* Exercise aim
Look through the material below and copy every line containing the word "shirt".

* Exercise materials
┄┄┄┄┄┄
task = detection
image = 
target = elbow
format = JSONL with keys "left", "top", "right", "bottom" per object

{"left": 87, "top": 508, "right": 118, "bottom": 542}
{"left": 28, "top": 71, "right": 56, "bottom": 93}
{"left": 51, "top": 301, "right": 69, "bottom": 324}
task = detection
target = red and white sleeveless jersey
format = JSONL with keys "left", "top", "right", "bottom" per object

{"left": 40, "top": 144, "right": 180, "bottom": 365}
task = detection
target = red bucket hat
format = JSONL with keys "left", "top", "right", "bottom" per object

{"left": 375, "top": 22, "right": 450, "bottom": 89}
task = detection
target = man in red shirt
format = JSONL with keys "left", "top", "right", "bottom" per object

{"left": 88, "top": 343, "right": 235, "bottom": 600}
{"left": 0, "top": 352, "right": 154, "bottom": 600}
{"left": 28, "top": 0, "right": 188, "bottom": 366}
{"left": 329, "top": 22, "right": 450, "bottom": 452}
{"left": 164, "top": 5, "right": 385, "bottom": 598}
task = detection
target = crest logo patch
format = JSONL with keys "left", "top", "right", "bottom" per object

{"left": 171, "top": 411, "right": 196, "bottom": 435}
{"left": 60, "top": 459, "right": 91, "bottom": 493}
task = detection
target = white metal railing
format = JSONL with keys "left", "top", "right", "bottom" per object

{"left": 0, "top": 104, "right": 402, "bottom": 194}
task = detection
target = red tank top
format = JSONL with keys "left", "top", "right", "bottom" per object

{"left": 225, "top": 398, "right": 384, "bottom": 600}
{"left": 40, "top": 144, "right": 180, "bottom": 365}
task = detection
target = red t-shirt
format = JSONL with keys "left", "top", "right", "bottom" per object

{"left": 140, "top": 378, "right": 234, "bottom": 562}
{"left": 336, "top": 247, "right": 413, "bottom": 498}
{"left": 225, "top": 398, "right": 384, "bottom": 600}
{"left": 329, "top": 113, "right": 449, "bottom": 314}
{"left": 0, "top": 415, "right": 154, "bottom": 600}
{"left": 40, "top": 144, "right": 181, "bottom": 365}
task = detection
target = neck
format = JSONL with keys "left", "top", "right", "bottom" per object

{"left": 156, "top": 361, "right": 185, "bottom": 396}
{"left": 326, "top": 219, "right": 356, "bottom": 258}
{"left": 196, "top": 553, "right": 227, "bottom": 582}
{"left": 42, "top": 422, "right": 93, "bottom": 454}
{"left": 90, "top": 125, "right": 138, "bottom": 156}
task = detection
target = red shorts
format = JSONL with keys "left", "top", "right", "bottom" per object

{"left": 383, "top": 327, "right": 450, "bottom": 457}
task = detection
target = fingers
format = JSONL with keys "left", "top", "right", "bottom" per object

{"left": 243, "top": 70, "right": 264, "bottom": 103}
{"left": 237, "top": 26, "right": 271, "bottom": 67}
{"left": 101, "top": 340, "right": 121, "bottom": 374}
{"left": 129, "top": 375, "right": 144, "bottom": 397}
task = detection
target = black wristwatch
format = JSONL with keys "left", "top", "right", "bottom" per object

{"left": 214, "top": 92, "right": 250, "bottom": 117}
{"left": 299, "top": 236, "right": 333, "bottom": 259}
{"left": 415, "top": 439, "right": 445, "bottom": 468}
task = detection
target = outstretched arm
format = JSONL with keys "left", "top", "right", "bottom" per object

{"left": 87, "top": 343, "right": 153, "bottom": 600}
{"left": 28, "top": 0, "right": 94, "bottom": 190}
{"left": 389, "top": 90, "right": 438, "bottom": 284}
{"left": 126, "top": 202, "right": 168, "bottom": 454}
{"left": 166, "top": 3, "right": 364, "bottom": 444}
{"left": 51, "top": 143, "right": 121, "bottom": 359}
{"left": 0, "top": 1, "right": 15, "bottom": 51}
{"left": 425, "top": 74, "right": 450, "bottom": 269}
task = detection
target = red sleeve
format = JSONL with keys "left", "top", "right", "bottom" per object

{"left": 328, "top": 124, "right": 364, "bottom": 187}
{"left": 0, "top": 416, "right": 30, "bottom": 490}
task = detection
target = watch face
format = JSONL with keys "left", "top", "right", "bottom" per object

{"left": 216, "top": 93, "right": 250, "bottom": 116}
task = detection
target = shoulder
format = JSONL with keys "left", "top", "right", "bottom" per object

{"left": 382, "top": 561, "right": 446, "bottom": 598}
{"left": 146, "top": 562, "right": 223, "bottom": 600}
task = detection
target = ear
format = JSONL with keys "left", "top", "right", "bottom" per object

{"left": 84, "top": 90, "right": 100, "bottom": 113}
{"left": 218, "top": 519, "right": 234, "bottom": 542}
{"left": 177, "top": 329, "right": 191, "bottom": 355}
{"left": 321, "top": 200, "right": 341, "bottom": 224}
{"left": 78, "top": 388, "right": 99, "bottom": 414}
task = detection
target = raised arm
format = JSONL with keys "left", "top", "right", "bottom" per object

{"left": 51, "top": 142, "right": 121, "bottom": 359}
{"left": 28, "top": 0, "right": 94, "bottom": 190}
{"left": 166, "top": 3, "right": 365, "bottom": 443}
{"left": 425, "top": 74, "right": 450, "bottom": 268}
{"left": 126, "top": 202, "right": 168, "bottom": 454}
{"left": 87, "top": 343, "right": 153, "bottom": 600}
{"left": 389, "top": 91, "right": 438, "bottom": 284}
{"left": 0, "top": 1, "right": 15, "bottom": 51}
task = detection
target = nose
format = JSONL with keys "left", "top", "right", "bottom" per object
┄┄┄┄┄┄
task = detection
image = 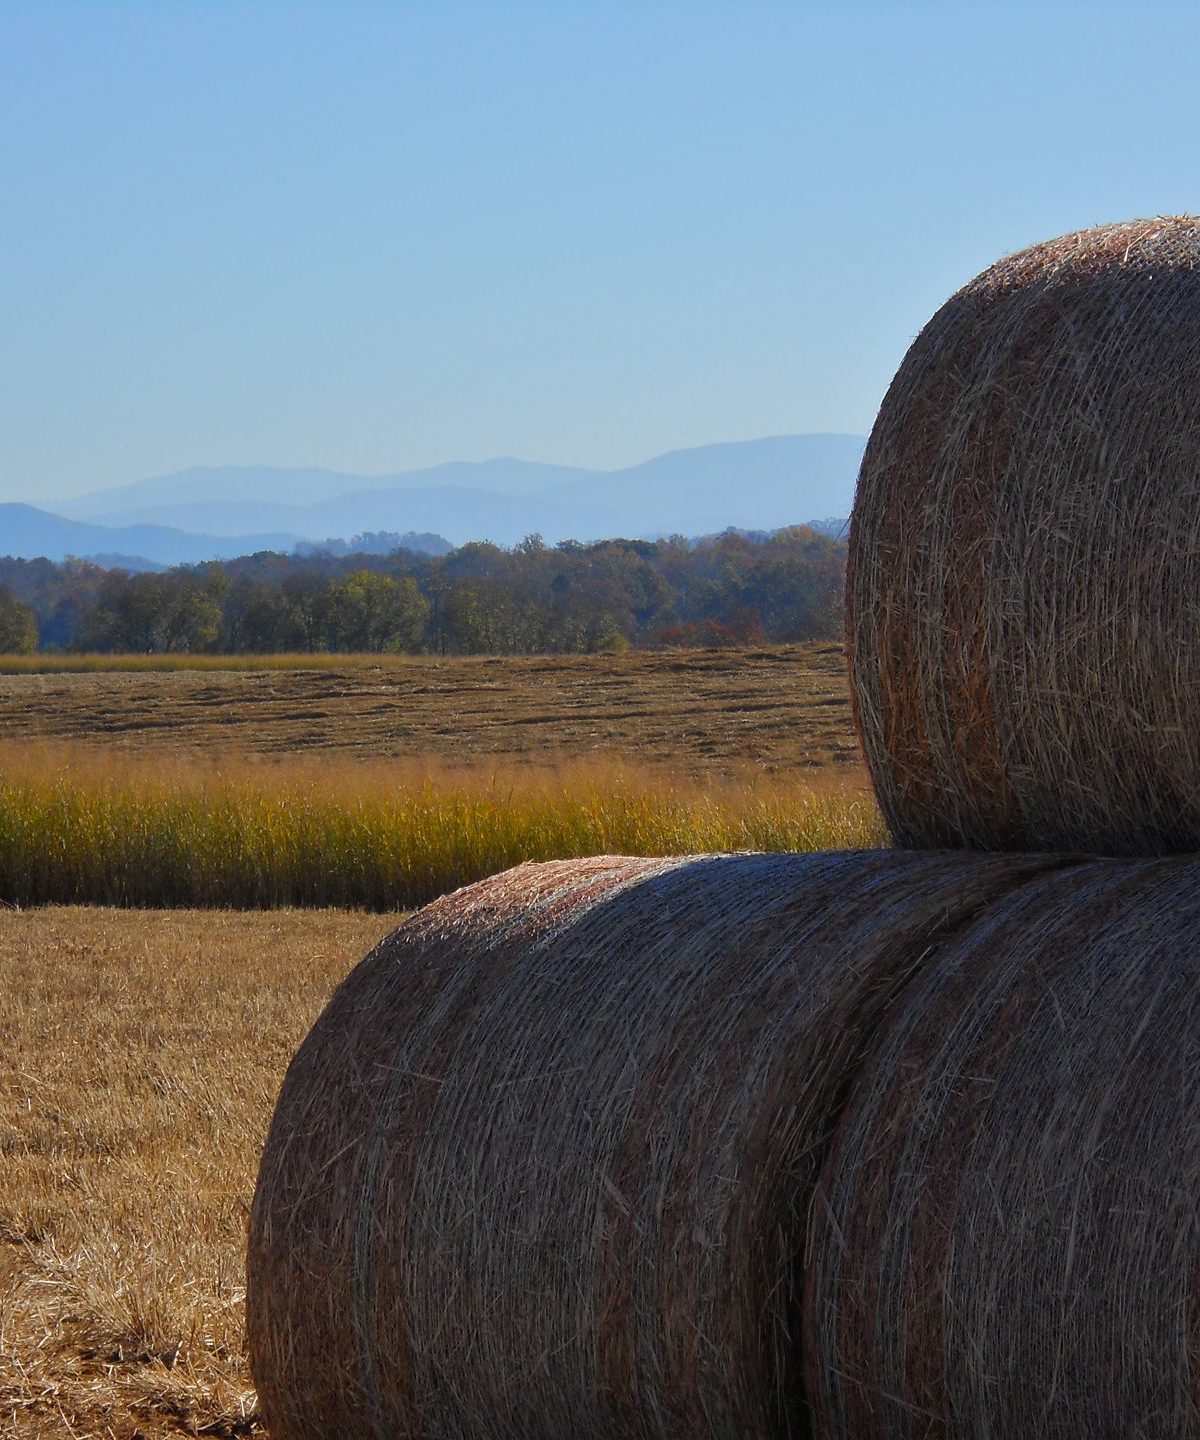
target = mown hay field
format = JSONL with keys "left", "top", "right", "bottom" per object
┄┄┄┄┄┄
* Your response
target = man in red shirt
target = red t-shirt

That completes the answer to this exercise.